* begin *

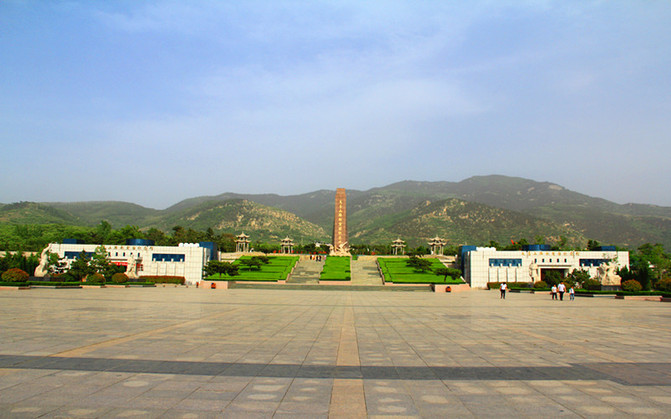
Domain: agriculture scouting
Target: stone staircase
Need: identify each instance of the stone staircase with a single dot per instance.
(364, 271)
(306, 272)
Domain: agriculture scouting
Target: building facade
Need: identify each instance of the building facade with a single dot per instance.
(486, 264)
(143, 258)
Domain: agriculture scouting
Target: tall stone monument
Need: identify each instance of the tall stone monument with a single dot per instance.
(340, 244)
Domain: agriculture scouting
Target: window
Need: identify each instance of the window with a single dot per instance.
(505, 262)
(593, 262)
(166, 257)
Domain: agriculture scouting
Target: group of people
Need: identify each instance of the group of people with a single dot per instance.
(556, 289)
(561, 289)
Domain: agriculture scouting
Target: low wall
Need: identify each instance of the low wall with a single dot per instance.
(219, 285)
(453, 287)
(639, 297)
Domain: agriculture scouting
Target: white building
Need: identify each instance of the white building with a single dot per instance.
(142, 258)
(486, 264)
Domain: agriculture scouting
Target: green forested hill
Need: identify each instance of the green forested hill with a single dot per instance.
(472, 211)
(238, 215)
(461, 222)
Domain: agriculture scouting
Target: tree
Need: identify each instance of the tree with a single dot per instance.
(578, 276)
(15, 275)
(215, 267)
(80, 267)
(657, 260)
(55, 265)
(251, 263)
(593, 244)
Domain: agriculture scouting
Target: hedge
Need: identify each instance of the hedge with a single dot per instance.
(163, 279)
(397, 270)
(336, 268)
(278, 268)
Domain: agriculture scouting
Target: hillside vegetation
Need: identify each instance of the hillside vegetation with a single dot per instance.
(473, 211)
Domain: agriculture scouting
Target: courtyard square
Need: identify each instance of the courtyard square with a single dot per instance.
(189, 352)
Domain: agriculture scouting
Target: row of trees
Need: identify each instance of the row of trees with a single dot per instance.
(424, 265)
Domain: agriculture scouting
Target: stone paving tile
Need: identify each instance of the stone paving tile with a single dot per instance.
(264, 353)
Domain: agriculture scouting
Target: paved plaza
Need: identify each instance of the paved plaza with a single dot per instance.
(187, 352)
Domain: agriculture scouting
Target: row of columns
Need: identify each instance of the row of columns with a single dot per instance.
(436, 245)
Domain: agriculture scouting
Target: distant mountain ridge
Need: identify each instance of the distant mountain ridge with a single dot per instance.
(472, 211)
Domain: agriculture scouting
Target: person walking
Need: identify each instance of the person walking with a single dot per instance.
(561, 289)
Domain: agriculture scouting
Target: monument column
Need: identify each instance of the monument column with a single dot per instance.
(340, 223)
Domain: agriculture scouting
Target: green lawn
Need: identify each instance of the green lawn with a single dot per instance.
(336, 268)
(277, 269)
(397, 270)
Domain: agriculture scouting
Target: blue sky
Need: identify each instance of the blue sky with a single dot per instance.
(156, 101)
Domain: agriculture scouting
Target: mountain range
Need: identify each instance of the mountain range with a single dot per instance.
(473, 211)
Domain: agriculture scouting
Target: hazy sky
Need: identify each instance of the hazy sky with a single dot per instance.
(156, 101)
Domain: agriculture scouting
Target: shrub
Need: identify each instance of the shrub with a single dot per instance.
(631, 285)
(119, 278)
(163, 279)
(663, 285)
(15, 275)
(95, 279)
(64, 277)
(592, 284)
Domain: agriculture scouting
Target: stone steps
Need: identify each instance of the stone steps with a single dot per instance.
(323, 287)
(306, 271)
(364, 271)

* end *

▸ **EXERCISE REQUIREMENTS**: Extract the full listing above verbatim; pictures are to be left out of the copy.

▸ **SOLUTION**:
Domain: agriculture scouting
Target: stone staircase
Need: identify each instance of the stone staircase with a single dot per instance.
(364, 271)
(306, 272)
Domain: agriculture scouting
Target: building facade
Need: identify each instance of the building facade with a single dot per instance.
(486, 264)
(143, 258)
Domain: agriculture scouting
Target: tall stone monument
Need: identify each instance of the tall stone monument with a single dot per instance.
(340, 244)
Domain: agriculture scouting
Target: window
Need: identify each instance of the window with a single dot per instance.
(505, 262)
(593, 262)
(166, 257)
Domain: agriculture scouting
Target: group of people
Need: identify each instance of the group of people with a single dot per instance.
(556, 289)
(561, 289)
Domain: agriculture scouting
Target: low wall
Need: identify each instance of the low wall with a single dot per instance.
(219, 285)
(453, 287)
(639, 297)
Domain: agriculture scouting
Target: white building
Need: identify each instance of the white building with a single dot per instance.
(142, 258)
(486, 264)
Domain: agriculture scouting
Target: green forested hill
Need: identify each instance of the green forested hill with a single dot per instance.
(472, 211)
(238, 215)
(461, 222)
Domain: agriculture scouting
Target: tree
Need: identify each instance of the tree with a single dot per instance.
(578, 276)
(15, 275)
(215, 267)
(80, 267)
(657, 260)
(55, 265)
(251, 263)
(593, 244)
Domain: agriculture scouting
Target: hedge
Need: identify each instance of the hedge with a single dot per instance.
(163, 279)
(397, 270)
(336, 268)
(278, 268)
Domain: agriculture scouting
Target: hillside vegetation
Need: identify each instance of the hillside vegetation with a single dot per instance.
(473, 211)
Domain: agriculture scouting
Target: courtyard square
Need: identify each instance of the courtyard square with a single dot per instance.
(189, 352)
Domain: agriculture scouting
Target: row of trees
Need: identify each instance of the row of trees with a single dot per instance.
(424, 265)
Domain: agriculture scouting
Target: stone paving tile
Need: identify each instance of the stone paving tile with a single dot per instance.
(264, 353)
Domain: agriculture scouting
Target: paved plaza
Need: identify each instance of the paved plaza with a single dot per instance.
(187, 352)
Domain: agriculture scouting
Target: row of columns
Need: identify each instance of the row of columns with a single dot per instance.
(436, 245)
Domain: agriculture scouting
Target: distant mountain ridge
Need: identify each instance of the distant mountain ridge with a single dot per instance.
(472, 211)
Domain: agriculture scouting
Target: person walking
Need: identify each instance of the person walking with a single dot per instance.
(561, 289)
Domain: agriculture scouting
Target: monument column
Need: identify each instance of the monument column with a single dot per instance.
(340, 223)
Domain: agriculture scouting
Target: green lawn
Need: identify each instance of the green lawn with a single dot per instance.
(336, 268)
(277, 269)
(397, 270)
Domain: agriculture scouting
Target: blue sky
Need: identify each instance of the blue sky with a single dot per instance.
(156, 101)
Domain: agriculture scouting
Target: mountain range
Need: identify each instance of the mountain range with a single dot per instance.
(473, 211)
Domain: agriculture scouting
Target: hazy sky
Need: identify each instance of the hazy sky with a single dot per instance.
(156, 101)
Domain: agriculture scouting
Target: shrub
Need: identify each instance of the shrub with a single dot per instance.
(631, 285)
(119, 278)
(163, 279)
(663, 285)
(15, 275)
(95, 279)
(64, 277)
(592, 284)
Domain: agriculture scouting
Target: stone steps
Need: identify each instance of the stone steps with a single dot per instance.
(323, 287)
(306, 271)
(364, 271)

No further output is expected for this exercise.